Raw records
>>>
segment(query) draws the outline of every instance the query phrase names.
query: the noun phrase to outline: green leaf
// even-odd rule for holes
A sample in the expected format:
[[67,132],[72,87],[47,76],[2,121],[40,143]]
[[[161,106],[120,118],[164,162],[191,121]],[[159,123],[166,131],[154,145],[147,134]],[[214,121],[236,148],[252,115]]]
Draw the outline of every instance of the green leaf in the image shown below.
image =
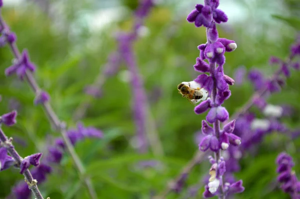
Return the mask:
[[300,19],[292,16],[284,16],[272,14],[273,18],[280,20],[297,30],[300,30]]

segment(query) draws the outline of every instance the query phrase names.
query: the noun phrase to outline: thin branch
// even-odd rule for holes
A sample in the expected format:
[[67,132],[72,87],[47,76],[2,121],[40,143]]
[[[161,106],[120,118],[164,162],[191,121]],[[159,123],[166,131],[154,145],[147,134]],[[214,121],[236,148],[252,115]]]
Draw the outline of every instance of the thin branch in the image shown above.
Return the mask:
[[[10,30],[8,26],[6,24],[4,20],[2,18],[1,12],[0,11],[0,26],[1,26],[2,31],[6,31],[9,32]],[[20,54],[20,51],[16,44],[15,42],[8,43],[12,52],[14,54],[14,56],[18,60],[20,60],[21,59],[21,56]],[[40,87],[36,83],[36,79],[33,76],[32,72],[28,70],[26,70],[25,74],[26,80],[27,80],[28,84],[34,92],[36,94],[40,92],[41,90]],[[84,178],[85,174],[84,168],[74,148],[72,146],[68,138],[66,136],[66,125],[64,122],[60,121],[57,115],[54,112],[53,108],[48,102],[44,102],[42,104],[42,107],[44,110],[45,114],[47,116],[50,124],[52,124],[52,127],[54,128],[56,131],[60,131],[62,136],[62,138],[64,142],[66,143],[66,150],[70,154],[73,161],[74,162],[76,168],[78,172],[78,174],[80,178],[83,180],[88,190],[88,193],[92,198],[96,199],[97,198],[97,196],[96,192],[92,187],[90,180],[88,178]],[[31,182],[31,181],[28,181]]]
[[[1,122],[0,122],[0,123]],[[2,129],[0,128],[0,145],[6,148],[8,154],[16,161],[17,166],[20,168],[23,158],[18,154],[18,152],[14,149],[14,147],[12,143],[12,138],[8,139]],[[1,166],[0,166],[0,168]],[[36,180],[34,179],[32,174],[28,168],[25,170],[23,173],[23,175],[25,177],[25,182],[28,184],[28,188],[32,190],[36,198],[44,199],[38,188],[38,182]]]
<<<
>>>
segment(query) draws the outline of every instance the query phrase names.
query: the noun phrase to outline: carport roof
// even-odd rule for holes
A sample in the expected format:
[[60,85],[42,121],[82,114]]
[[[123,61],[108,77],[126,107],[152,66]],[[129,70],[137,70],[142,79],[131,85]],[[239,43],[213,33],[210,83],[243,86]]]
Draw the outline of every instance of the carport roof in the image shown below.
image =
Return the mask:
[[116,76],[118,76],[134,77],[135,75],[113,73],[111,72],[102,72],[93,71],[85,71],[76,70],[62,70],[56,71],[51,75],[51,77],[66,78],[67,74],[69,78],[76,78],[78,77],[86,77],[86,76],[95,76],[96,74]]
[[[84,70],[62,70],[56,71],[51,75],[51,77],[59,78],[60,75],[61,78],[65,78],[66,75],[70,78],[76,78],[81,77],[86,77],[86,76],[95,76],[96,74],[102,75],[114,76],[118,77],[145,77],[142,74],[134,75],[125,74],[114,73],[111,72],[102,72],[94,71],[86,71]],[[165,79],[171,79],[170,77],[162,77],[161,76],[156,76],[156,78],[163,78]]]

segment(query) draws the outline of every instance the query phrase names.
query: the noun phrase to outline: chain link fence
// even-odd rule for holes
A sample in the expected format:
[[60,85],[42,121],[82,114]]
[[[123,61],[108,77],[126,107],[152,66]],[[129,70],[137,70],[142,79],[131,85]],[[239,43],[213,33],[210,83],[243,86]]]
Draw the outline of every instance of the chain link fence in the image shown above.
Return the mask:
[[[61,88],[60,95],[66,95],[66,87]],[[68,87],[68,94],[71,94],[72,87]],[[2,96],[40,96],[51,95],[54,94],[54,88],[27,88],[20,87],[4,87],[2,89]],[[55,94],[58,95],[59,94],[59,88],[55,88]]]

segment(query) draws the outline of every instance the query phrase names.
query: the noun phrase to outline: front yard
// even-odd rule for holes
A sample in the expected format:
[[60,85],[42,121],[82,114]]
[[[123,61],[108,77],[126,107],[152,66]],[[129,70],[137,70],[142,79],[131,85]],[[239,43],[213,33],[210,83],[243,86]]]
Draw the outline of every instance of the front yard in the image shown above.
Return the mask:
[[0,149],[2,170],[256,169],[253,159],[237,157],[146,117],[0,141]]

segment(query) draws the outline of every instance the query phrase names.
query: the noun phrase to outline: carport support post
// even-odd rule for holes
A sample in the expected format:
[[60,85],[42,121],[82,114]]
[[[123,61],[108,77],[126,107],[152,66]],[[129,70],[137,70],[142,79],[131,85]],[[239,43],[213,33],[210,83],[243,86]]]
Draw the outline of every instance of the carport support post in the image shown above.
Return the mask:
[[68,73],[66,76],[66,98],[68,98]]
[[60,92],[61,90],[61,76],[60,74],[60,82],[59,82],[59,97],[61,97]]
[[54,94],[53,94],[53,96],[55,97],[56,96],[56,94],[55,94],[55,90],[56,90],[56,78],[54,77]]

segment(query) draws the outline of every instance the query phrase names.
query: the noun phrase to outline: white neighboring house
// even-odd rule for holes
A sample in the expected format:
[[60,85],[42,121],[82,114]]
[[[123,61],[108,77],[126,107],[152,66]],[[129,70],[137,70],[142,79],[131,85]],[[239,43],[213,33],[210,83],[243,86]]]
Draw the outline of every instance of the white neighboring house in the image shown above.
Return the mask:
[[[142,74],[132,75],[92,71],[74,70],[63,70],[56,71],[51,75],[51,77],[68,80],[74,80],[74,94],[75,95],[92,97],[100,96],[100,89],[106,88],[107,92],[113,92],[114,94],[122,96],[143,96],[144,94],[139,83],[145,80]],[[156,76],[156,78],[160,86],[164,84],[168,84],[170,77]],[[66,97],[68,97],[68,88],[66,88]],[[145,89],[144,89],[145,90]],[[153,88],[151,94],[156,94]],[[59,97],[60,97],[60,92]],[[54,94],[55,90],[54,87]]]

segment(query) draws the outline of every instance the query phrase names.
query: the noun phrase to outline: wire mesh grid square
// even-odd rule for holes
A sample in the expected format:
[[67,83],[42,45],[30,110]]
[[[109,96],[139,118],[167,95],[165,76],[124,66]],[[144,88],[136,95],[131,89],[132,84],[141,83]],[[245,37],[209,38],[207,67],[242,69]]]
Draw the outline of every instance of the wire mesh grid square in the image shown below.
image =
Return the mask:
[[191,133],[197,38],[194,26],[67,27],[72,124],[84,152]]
<<<
>>>
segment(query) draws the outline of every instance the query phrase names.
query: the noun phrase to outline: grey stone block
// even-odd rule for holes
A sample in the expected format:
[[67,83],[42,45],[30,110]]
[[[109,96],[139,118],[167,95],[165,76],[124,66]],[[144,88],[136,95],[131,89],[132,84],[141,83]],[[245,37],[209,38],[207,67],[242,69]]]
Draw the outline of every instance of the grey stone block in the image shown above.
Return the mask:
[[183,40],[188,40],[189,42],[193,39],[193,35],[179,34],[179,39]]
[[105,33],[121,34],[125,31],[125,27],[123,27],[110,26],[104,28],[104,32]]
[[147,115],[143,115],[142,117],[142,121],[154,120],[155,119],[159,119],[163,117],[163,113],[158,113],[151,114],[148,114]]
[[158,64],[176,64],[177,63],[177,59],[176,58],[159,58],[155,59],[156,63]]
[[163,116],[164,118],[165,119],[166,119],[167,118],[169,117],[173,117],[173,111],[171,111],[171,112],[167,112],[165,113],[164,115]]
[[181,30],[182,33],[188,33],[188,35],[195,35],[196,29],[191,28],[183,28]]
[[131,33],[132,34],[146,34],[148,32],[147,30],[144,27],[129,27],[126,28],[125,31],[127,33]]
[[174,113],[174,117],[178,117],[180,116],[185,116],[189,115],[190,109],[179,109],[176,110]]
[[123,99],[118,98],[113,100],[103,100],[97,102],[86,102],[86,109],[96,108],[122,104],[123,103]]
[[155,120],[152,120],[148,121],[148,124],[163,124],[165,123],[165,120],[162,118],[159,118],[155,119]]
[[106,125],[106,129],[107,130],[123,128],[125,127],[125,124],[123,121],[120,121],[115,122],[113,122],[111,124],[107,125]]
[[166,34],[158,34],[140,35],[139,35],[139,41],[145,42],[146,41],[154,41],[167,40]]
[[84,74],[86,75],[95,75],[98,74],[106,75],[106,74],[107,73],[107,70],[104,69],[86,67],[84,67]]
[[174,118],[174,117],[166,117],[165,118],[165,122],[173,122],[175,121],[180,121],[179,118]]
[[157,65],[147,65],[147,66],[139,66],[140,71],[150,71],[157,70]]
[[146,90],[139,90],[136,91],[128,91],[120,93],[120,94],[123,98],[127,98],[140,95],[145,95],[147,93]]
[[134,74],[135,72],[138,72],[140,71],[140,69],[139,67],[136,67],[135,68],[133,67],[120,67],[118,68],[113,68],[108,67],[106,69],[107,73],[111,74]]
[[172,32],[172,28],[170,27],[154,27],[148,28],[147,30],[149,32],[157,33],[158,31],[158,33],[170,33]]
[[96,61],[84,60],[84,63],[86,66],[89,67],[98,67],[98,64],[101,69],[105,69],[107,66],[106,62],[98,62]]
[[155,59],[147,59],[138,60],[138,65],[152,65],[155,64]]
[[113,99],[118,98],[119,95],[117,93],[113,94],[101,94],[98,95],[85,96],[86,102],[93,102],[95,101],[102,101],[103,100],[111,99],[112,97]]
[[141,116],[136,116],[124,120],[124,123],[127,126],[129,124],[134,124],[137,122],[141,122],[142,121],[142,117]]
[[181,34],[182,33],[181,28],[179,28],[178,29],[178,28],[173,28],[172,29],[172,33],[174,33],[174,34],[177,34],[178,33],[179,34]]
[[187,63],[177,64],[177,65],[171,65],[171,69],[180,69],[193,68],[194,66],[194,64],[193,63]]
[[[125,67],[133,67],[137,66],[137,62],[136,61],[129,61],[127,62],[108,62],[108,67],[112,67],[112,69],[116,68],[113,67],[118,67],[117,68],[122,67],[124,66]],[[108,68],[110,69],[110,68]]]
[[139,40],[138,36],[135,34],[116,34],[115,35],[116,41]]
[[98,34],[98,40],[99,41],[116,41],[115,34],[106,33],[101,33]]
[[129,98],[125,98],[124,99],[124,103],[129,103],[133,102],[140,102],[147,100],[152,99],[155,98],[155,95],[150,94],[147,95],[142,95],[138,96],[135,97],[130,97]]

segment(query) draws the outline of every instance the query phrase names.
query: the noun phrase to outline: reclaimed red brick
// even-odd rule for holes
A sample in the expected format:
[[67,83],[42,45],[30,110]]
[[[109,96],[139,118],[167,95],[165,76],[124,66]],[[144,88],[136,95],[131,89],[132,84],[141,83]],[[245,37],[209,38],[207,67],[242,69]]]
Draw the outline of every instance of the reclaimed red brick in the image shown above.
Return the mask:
<<<
Which lines of the records contain the string "leaf"? Return each such line in full, treating uppercase and lowercase as different.

*Written answer:*
query: the noun phrase to outline: green leaf
Draw the outline of every instance of the green leaf in the image shown below.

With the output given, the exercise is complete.